**Exercise instructions**
(1) In the news report on Erdogan and the Istanbul police dismissals, who is named as the most senior commander sacked so far?
(2) Write the next part of the news report on Erdogan and the Istanbul police dismissals, starting after its last sentence.

**Document text**
==========

Turkish Prime Minister Recep Tayyip Erdogan is facing the greatest challenge to
his rule since the protests that erupted in the summer in Gezi
Tensions from within his Islamist base have escalated and come out
into the open.
On Thursday, Istanbul’s powerful police chief Huseyin
Capkin was dismissed by the government, in what seems to be a response to an
anti-corruption investigation striking at the heart of Turkey’s ruling elite and
threatening the authority of Erdogan at home and abroad.
Capkin was the
most senior commander so far to be sacked following the dismissal of dozens of
senior officers on Wednesday over what Erdogan has termed a “dirty operation” to
tarnish the government.
The police staged raids on Tuesday morning and
detained over 80 people.

==========

**Raw records**
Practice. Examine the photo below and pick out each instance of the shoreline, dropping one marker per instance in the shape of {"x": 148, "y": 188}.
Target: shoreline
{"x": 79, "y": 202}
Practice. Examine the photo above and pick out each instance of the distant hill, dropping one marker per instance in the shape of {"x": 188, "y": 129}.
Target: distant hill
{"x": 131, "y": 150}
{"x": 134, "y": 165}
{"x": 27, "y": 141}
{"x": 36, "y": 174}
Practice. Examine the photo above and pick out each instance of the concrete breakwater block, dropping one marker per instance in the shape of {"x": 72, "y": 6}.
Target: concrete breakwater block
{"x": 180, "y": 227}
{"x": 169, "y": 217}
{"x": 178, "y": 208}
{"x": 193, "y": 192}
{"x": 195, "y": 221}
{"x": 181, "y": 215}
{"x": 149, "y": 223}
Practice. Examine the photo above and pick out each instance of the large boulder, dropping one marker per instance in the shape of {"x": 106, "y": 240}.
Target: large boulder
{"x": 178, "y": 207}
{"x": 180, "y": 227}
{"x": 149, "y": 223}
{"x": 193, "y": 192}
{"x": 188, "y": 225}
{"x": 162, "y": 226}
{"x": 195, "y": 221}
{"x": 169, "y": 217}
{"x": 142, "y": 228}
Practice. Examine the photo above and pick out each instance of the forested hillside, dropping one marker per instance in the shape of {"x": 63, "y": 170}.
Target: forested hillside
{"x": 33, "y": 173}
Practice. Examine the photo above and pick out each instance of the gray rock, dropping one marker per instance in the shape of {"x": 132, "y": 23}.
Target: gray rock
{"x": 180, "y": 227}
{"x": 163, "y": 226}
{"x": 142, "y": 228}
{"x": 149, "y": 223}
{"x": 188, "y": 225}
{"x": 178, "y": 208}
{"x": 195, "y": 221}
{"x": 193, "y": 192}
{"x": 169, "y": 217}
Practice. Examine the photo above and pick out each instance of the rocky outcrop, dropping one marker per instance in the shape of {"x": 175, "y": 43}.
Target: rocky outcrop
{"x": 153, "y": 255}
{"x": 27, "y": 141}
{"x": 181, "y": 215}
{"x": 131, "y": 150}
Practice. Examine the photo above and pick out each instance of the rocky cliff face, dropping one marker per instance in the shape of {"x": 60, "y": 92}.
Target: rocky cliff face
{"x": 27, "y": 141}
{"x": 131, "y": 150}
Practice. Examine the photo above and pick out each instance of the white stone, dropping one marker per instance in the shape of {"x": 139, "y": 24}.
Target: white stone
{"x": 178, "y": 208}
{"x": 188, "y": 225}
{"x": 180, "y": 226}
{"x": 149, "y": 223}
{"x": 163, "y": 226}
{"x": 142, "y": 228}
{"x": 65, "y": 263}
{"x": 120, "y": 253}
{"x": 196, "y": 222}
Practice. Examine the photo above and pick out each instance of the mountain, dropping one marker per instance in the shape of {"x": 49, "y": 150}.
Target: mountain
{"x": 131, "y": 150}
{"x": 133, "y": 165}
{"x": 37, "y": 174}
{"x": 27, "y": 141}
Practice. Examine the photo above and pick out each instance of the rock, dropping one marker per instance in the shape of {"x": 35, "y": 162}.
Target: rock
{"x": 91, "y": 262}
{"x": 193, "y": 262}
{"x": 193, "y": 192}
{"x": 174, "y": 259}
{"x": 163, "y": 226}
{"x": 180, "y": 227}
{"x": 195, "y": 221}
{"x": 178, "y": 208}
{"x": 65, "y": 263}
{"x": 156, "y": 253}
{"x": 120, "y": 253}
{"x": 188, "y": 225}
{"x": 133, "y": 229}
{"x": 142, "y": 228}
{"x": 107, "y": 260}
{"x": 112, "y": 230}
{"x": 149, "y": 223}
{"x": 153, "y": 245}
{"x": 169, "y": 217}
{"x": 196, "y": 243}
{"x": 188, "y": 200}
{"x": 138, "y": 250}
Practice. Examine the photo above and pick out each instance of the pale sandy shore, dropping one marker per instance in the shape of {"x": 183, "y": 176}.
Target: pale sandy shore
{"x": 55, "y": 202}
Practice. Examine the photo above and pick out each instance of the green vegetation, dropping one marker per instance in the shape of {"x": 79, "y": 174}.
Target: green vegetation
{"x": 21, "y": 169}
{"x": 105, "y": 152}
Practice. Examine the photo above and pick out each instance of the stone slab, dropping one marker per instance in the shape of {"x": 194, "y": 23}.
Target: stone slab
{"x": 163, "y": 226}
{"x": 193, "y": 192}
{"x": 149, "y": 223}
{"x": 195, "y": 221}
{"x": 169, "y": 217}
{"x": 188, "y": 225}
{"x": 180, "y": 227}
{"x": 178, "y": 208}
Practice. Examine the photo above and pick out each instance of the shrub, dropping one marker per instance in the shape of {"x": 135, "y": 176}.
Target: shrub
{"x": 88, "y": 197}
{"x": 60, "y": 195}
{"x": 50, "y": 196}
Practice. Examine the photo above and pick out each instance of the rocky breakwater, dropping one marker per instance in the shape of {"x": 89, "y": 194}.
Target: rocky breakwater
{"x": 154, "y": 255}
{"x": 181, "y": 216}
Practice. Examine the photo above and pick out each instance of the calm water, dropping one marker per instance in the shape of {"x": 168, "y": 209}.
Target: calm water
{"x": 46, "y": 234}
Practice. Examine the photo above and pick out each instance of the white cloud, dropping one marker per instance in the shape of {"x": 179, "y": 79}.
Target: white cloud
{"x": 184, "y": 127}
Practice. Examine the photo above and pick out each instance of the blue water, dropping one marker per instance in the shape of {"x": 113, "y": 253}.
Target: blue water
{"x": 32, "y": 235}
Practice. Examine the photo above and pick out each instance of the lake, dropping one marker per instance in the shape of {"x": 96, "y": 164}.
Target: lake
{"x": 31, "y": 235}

==========

**Answers for the exercise**
(1) Huseyin Capkin, Istanbul's police chief.

(2)
Nationalist Movement Party (MHP) leader Devlet
Bahceli spoke out against the dismissal of members of the police by the
government, saying it demonstrated “panic” because of “feelings of guilt” by the
government, as quoted by Turkey’s Hurriyet Daily News.
The judiciary and
lawyers were also upset with the government’s attempt to obstruct and interfere
in the investigation, Turkey’s Today’s Zaman newspaper
Erdogan’s government also appointed two more prosecutors to
take part in the investigation.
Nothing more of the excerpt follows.